Exercise requirements:
Could you output each line below precisely as it stands, without the images?

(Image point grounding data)
------------------------------------

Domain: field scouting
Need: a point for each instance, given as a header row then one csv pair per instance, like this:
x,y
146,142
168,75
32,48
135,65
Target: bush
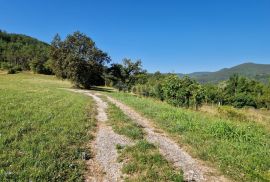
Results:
x,y
12,71
231,112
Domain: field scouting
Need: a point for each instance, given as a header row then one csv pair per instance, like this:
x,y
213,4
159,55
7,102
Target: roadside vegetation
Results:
x,y
142,161
43,129
239,149
145,163
123,125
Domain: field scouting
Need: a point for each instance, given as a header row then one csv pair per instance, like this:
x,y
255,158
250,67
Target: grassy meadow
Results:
x,y
142,161
43,129
240,149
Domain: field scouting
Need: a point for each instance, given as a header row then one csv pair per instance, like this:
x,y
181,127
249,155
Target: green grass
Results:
x,y
43,129
123,125
145,163
239,149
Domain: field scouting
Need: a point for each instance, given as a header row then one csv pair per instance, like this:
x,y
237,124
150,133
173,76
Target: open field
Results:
x,y
143,162
43,129
239,149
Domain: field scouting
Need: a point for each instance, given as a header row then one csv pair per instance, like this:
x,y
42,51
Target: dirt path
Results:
x,y
193,169
104,166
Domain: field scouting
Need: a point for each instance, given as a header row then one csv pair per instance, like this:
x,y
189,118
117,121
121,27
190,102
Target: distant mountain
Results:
x,y
259,72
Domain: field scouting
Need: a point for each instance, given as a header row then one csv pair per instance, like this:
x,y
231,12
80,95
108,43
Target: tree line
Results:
x,y
78,59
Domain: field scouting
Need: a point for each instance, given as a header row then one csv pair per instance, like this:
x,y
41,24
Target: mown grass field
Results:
x,y
240,149
142,161
43,129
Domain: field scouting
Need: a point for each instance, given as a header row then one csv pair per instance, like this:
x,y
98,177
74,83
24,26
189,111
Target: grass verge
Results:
x,y
122,124
239,149
43,129
145,163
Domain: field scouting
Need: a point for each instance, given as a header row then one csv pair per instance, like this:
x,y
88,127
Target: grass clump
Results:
x,y
239,149
145,163
43,129
123,125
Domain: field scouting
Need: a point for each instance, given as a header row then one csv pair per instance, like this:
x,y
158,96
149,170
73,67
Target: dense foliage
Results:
x,y
259,72
20,52
78,59
124,76
237,91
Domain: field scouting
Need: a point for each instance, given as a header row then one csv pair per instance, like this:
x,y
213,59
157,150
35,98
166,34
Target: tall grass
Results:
x,y
239,149
43,129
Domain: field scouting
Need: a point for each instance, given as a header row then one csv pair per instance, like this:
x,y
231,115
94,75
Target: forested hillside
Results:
x,y
260,72
20,52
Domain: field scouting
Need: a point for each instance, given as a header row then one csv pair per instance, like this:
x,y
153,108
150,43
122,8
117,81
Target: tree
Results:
x,y
125,75
77,58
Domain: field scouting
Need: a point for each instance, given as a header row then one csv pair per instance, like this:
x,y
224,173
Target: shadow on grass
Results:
x,y
102,89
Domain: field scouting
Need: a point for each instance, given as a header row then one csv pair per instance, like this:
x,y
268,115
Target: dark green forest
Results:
x,y
78,59
20,52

------------------------------------

Task answer:
Domain: field scouting
Need: a point for each instance, given as a header row then one csv pair per instance, like this:
x,y
146,142
168,75
32,48
135,65
Target: bush
Results:
x,y
12,71
231,112
Domain: field scouting
Need: a point for each instance, given as a header row then one csv pair per instance, like this:
x,y
213,4
159,55
7,102
Target: roadside vegetation
Results:
x,y
142,161
43,129
239,149
145,163
123,125
Domain: field scouting
Need: a point for each instance, given as a header row then one csv pair per instance, like this:
x,y
255,158
250,67
Target: grassy meadow
Results:
x,y
142,161
43,129
240,149
Domain: field scouting
Need: a point for each instance, given as a header row then one csv pair per instance, like this:
x,y
181,127
249,155
Target: green grass
Results:
x,y
43,129
123,125
145,163
239,149
Domain: field scouting
Need: a point for each instance, given as a header row then one csv pair per instance, like this:
x,y
237,124
150,133
173,76
Target: open field
Results:
x,y
143,162
43,129
239,149
Domain: field scouting
Need: a point for each instance, given as a header row then one csv pair per instance, like this:
x,y
42,51
Target: dirt path
Results:
x,y
193,169
104,166
Domain: field scouting
Need: a point for each instance, given as a header row then one csv pair per instance, like this:
x,y
189,118
117,121
121,27
190,102
Target: distant mountain
Results:
x,y
259,72
Domain: field scouting
Need: a point for each instance, given as a header row then one csv pair per instance, like this:
x,y
231,12
80,95
108,43
Target: tree line
Results:
x,y
78,59
Domain: field scouting
Need: a point for each instance, given as a header row then one csv pair per instance, like this:
x,y
41,24
Target: mown grass field
Results:
x,y
240,149
142,161
43,129
Domain: field scouting
Need: a point for each instance, given as a header row then one csv pair per instance, like this:
x,y
98,177
74,83
24,26
189,111
Target: grass verge
Results:
x,y
122,124
239,149
43,129
145,163
Domain: field scouting
Need: a point for each instance, given as a header row then one csv pair per instance, like this:
x,y
88,127
Target: grass clump
Results:
x,y
239,149
145,163
43,129
123,125
Domain: field scouting
Need: a point for each instance, given as a header row then one csv pair per instance, like this:
x,y
158,96
149,170
73,67
Target: dense foliage
Results:
x,y
259,72
20,52
78,59
124,76
237,91
Domain: field scouting
Need: a point for each instance, given as a header row then one csv pair per instance, like this:
x,y
213,59
157,150
35,98
166,34
Target: tall grass
Results:
x,y
239,149
43,129
Domain: field scouting
Need: a point for each instance, given as a header row then one csv pair per instance, like this:
x,y
231,115
94,75
Target: forested hillside
Results:
x,y
260,72
20,52
Domain: field scouting
Need: a point for each instance, given as a header row then one csv pair per instance, like this:
x,y
153,108
150,43
122,8
117,81
Target: tree
Results:
x,y
125,75
77,58
Domain: field scouting
Need: a point for each instance, given as a header row then one csv pair per instance, like this:
x,y
224,173
Target: shadow on grass
Results:
x,y
102,89
Domain: field scouting
Need: a point for each instance, given as a header row then one csv pair per instance, like this:
x,y
268,115
Target: dark green forest
Results:
x,y
78,59
20,52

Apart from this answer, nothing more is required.